BRANO DEL DOCUMENTO:
>>>>>

Gli Houthi non hanno smesso di attaccare le navi che intendono usare Suez per i collegamenti commerciali tra Europa e Asia. Ma riescono a modulare l’intensità degli attacchi in funzione della possibilità di ottenere centralità nell’interesse internazionale. In questo momento, il gruppo yemenita sta probabilmente scegliendo una fase di profilo più basso, anche perché sei giorni fa sono stati lanciati cinque missili balistici contro il cargo Huang Pu, che è di proprietà cinese. Il CentCom, che tiene il diario di bordo delle attività, evidenzia che “gli Houthi hanno attaccato lo Huang Pu nonostante avessero precedentemente affermato che non avrebbero attaccato le navi cinesi”.

Il riferimento è a un accordo che russi e cinesi dovrebbero aver stretto con i miliziani yemeniti per mettere al sicuro le proprie navi, in barba al concetto di sicurezza collettiva che europei e americani (con la partecipazione indiretta di alcuni Paesi della regione del Golfo) stanno cercando di ricostruire con difficoltà. Evidentemente il modello di governance pragmatico che Pechino e Mosca propongono si scontra contro l’altrettanto pragmatismo del gruppo armato che già controlla di fatto metà dello Yemen e che si muove a livello narrativo per rappresaglia contro le azioni israeliane nella Striscia di Gaza, ma a livello pratico per mostrare i muscoli al tavolo negoziale sul futuro del loro Paese. Oppure si scontro con la loro scarsa capacità di targeting – su cui in precedenza potrebbero essere stati aiutati dall’Iran, il quale è formalmente più che partner di Cina e Russia. La stessa Russia che nei giorni scorsi ha fatto arrivare due assetti navali nell’area, con approdo a Massawa, in Eritrea, porto con cui ha stretto cooperazioni dopo che un accordo per Port Sudan è svanito negli anni scorsi.

Così è saltato l’ordine globale

Pensare sia un caos è giusto, ma è l’effetto di quando salta l’ordine basato sulle regole che ha protetto la prosperità globale – anche attraverso la sicurezza geoeconomica – negli ultimi settanta anni. Considerazioni geo-strategiche, di sicurezza, ed economiche sottolineano la necessità di sviluppare una strategia italiana multidimensionale e di lungo periodo sul Mar Rosso. Fondazione Med-Or ha fornito una visione d’insieme attraverso l’analisi firmata da Umberto Tavolato, direttore delle relazioni internazionali, che tra il settembre 2023 e marzo 2024 ha viaggiato in Eritrea, Etiopia, Kenya, Somalia, Arabia Saudita ed Emirati Arabi Uniti, ossia nella regione direttamente coinvolta nella crisi del Mar Rosso, incontrando esponenti governativi, rappresentanti regionali delle principali multinazionali assicurative e marittime, ed esperti regionali.

<<<<<

RIGHE FORNITE:
>>>>>

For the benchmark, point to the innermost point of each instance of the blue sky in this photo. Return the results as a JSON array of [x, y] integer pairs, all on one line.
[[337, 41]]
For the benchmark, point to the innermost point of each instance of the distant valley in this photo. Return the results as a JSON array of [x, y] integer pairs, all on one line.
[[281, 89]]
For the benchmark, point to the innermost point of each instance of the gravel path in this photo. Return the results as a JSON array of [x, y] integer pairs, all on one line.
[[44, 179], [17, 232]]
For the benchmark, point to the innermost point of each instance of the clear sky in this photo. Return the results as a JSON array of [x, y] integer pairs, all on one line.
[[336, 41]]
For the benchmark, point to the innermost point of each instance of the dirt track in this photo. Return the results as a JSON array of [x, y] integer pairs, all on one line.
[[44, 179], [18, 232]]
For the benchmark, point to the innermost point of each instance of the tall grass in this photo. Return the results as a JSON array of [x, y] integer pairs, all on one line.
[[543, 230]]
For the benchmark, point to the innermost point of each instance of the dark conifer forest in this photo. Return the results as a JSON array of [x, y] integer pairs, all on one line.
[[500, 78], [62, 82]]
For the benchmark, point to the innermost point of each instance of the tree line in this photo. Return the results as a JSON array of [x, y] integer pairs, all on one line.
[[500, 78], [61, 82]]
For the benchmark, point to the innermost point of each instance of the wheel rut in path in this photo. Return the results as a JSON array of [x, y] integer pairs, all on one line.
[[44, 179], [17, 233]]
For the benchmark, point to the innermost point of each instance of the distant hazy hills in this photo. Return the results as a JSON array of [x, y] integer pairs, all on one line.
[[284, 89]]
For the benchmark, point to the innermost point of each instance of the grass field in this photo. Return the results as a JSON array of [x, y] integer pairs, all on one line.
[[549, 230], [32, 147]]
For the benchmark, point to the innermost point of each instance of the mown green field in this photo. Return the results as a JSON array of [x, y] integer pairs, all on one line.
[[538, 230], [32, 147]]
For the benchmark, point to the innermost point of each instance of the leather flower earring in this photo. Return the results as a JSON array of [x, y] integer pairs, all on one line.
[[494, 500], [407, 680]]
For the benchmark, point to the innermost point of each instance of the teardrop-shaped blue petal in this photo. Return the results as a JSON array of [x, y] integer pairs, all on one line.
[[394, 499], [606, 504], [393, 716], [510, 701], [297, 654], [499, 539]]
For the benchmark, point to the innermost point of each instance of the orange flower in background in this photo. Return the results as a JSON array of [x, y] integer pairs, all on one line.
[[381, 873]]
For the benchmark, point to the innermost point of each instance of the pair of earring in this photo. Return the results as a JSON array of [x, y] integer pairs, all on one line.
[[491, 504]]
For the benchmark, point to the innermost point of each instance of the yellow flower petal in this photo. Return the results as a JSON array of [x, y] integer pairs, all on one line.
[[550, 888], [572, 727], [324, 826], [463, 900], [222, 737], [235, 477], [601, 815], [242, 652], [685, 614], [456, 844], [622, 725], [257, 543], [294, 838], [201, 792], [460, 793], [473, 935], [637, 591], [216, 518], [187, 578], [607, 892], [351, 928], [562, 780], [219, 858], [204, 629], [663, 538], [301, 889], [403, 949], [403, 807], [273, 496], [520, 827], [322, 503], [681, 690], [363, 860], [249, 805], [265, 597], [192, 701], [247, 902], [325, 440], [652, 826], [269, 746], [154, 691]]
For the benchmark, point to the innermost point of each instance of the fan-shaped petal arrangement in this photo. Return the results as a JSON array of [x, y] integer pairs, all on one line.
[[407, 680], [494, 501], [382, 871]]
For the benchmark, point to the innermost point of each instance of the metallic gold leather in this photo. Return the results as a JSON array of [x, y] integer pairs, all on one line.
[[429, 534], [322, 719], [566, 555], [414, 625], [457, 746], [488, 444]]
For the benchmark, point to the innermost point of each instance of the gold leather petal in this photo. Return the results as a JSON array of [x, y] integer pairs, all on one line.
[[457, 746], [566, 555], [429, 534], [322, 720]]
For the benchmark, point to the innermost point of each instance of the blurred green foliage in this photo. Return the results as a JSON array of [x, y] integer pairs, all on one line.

<<<<<

SFIDE:
1. Nel brano sugli Houthi e il Mar Rosso, quanti missili balistici sono stati lanciati contro il cargo Huang Pu?
2. Estrai dal brano sugli Houthi e il Mar Rosso la parte che si apre con le parole contenenti "Così è saltato" e si chiude con "ed esperti regionali.".

RISPOSTE ALL'ESERCIZIO:
1. Cinque missili balistici.

2.
Così è saltato l’ordine globale

Pensare sia un caos è giusto, ma è l’effetto di quando salta l’ordine basato sulle regole che ha protetto la prosperità globale – anche attraverso la sicurezza geoeconomica – negli ultimi settanta anni. Considerazioni geo-strategiche, di sicurezza, ed economiche sottolineano la necessità di sviluppare una strategia italiana multidimensionale e di lungo periodo sul Mar Rosso. Fondazione Med-Or ha fornito una visione d’insieme attraverso l’analisi firmata da Umberto Tavolato, direttore delle relazioni internazionali, che tra il settembre 2023 e marzo 2024 ha viaggiato in Eritrea, Etiopia, Kenya, Somalia, Arabia Saudita ed Emirati Arabi Uniti, ossia nella regione direttamente coinvolta nella crisi del Mar Rosso, incontrando esponenti governativi, rappresentanti regionali delle principali multinazionali assicurative e marittime, ed esperti regionali.